-- Exercise directions --
How many lines in the records below contain the string "suit"? Reply with the number only.

(Source records)

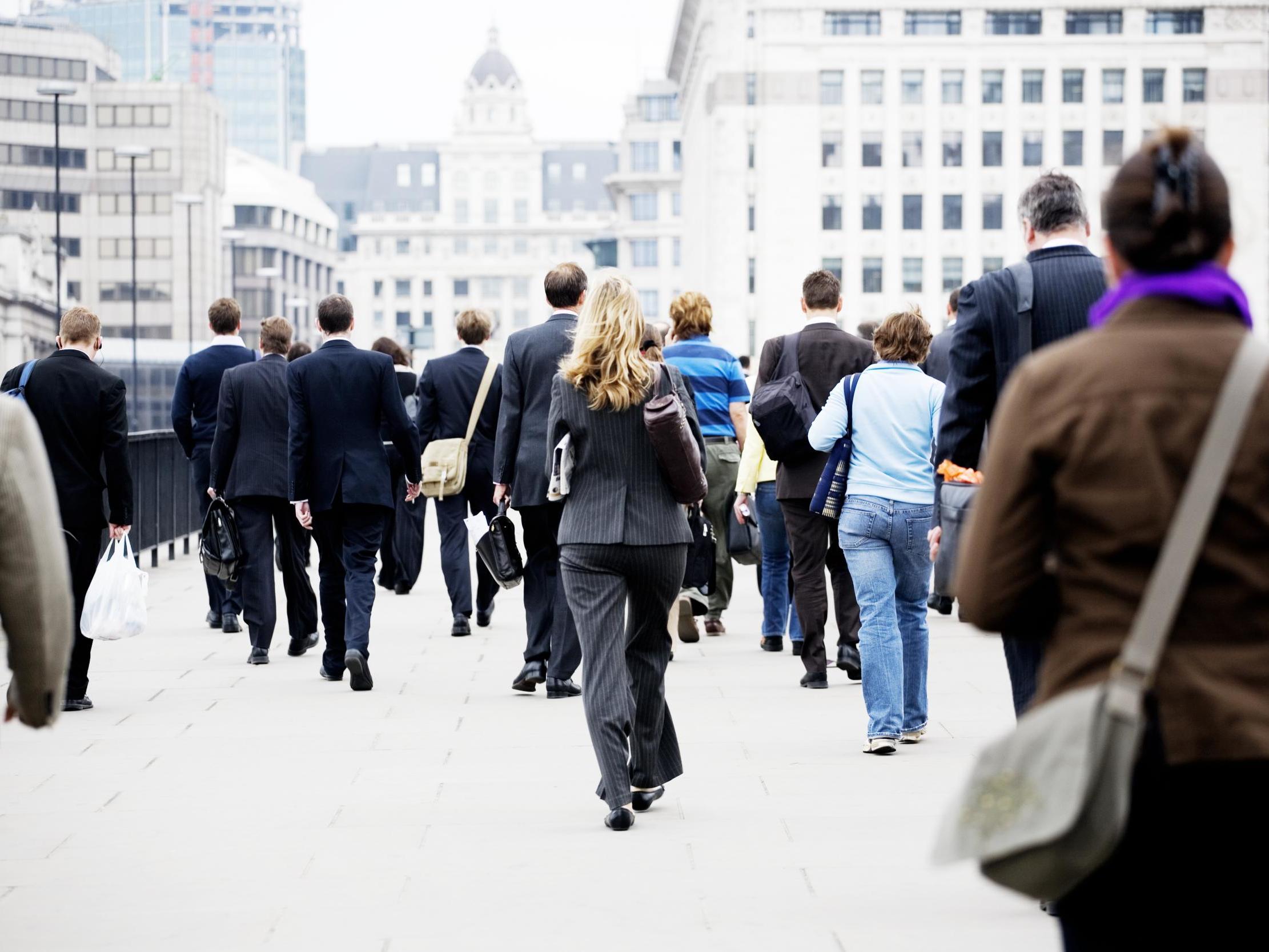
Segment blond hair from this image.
[560,274,652,410]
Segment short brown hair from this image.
[543,262,587,307]
[802,270,841,311]
[454,307,493,344]
[207,303,242,334]
[670,291,713,340]
[873,307,934,363]
[260,318,292,354]
[57,307,102,344]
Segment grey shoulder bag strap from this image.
[935,334,1269,899]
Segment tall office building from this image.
[668,0,1269,353]
[32,0,306,167]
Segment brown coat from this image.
[958,297,1269,763]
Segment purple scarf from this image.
[1089,263,1251,327]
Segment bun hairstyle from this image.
[1102,128,1231,274]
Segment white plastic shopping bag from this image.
[80,536,150,641]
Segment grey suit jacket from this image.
[493,314,577,509]
[538,364,705,546]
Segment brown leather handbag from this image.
[644,364,708,505]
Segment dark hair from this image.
[543,262,587,307]
[802,270,841,311]
[1018,171,1089,235]
[371,338,410,367]
[207,297,242,334]
[1102,130,1231,273]
[318,295,353,334]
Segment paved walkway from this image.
[0,519,1058,952]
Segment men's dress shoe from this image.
[838,645,859,680]
[631,785,665,813]
[604,806,634,832]
[547,678,581,697]
[511,661,547,690]
[287,631,318,657]
[344,648,374,690]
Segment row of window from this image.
[812,67,1207,105]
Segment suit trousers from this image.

-- Result --
2